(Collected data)
....................

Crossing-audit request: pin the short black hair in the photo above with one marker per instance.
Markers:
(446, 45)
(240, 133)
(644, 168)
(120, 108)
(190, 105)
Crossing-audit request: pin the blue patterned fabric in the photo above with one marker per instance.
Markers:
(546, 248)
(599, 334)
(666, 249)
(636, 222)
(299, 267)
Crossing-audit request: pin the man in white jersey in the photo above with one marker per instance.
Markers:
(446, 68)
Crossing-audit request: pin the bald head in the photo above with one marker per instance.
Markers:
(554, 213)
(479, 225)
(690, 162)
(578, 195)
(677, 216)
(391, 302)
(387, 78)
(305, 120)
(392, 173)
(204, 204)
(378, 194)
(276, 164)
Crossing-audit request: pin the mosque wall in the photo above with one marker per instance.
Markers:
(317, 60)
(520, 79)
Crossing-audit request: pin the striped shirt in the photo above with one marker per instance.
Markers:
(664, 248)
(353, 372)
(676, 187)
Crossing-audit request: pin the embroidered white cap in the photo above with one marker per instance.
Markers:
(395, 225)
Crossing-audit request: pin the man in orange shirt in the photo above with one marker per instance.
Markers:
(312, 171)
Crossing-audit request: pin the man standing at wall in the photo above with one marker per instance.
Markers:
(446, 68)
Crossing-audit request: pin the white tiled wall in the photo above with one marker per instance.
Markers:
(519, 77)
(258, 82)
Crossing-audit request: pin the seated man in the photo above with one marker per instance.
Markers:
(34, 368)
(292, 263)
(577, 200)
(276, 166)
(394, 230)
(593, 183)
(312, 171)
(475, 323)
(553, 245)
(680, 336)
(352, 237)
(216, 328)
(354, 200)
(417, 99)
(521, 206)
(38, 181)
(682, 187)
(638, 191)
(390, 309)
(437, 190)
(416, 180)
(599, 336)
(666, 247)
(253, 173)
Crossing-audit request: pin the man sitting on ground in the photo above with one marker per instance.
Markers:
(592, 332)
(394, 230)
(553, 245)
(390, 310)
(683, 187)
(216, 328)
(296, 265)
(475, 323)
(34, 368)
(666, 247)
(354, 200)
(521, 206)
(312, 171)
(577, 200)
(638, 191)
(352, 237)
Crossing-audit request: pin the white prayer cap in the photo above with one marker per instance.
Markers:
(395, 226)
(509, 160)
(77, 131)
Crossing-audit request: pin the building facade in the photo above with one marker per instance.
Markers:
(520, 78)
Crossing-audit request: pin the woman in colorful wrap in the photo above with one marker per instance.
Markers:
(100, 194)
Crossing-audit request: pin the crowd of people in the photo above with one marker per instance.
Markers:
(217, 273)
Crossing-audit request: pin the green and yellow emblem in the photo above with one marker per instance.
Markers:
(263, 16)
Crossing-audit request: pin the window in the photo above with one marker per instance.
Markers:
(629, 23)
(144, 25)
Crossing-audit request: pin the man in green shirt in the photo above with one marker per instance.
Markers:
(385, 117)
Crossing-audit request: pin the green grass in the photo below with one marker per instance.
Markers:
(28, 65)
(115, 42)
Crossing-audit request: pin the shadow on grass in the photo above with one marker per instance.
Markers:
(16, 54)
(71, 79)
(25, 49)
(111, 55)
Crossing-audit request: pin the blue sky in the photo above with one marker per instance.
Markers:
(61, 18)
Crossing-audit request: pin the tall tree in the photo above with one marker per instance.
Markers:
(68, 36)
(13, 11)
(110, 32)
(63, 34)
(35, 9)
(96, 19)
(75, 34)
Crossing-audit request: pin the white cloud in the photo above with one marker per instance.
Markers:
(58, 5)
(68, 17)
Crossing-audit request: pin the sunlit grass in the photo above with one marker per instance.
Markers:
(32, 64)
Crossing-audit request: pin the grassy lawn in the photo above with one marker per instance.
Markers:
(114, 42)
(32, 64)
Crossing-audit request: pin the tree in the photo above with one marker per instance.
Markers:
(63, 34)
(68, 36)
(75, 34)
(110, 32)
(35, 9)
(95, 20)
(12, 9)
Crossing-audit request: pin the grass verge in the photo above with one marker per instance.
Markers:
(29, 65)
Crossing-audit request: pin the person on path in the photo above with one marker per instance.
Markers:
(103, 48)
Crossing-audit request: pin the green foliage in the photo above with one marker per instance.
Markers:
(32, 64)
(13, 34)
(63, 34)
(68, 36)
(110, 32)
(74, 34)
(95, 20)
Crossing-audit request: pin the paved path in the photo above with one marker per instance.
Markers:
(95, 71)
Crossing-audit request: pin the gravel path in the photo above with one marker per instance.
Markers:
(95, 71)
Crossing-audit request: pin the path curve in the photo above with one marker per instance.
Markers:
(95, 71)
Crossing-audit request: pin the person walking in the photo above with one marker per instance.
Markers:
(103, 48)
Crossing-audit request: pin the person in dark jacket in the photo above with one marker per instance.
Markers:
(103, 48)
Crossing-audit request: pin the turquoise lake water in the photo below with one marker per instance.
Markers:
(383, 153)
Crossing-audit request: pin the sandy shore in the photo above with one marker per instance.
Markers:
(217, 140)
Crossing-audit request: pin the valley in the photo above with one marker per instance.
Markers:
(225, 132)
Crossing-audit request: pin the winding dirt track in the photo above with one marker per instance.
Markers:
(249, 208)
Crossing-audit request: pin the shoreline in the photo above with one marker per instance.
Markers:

....................

The expected output is the exact run of lines from the start of the entries through the line with "Crossing-audit request: pin the man sitting", inclusive.

* **ANSWER TO THIS EXERCISE**
Crossing-audit request: pin the short black hair in the photo above with one marker per instance.
Markers:
(446, 45)
(240, 133)
(644, 168)
(120, 108)
(190, 105)
Crossing-audit request: pin the blue patterned fabric in the photo above with one marker per instance.
Markers:
(546, 248)
(599, 334)
(666, 249)
(636, 222)
(299, 267)
Crossing-audit request: pin the man in white jersey in the photo above with one marker per instance.
Markers:
(446, 68)
Crossing-audit request: pin the bald head in the photo above with one marker per instance.
Markers:
(554, 213)
(479, 225)
(690, 162)
(578, 195)
(677, 216)
(391, 302)
(387, 78)
(305, 120)
(392, 173)
(204, 204)
(378, 194)
(276, 164)
Crossing-audit request: pin the mosque wall in the photo above with one marker per instance.
Markers:
(317, 60)
(520, 79)
Crossing-audit request: pin the striped shirt in the photo above with one marker per instance.
Markers:
(664, 248)
(353, 372)
(676, 187)
Crossing-audit request: pin the embroidered white cap in the photo above with one marker per instance.
Markers:
(395, 225)
Crossing-audit request: pin the man in orange shirt in the photo above with one marker per instance.
Markers:
(312, 171)
Crossing-audit request: pin the man standing at wall in the photo above with one marker per instance.
Markers:
(446, 68)
Crossing-audit request: pin the white tiled wall in the photo above with one marker per instance.
Markers:
(519, 77)
(258, 82)
Crossing-audit request: pin the seated man in the photo above with one marker per instance.
Markers:
(34, 368)
(292, 263)
(577, 200)
(276, 166)
(394, 230)
(593, 183)
(312, 171)
(475, 323)
(553, 245)
(680, 336)
(352, 237)
(216, 328)
(354, 200)
(417, 99)
(521, 206)
(38, 181)
(682, 187)
(638, 191)
(390, 309)
(437, 190)
(416, 180)
(599, 336)
(666, 247)
(253, 173)
Crossing-audit request: pin the man sitting on ground in the photo above with one marker per instance.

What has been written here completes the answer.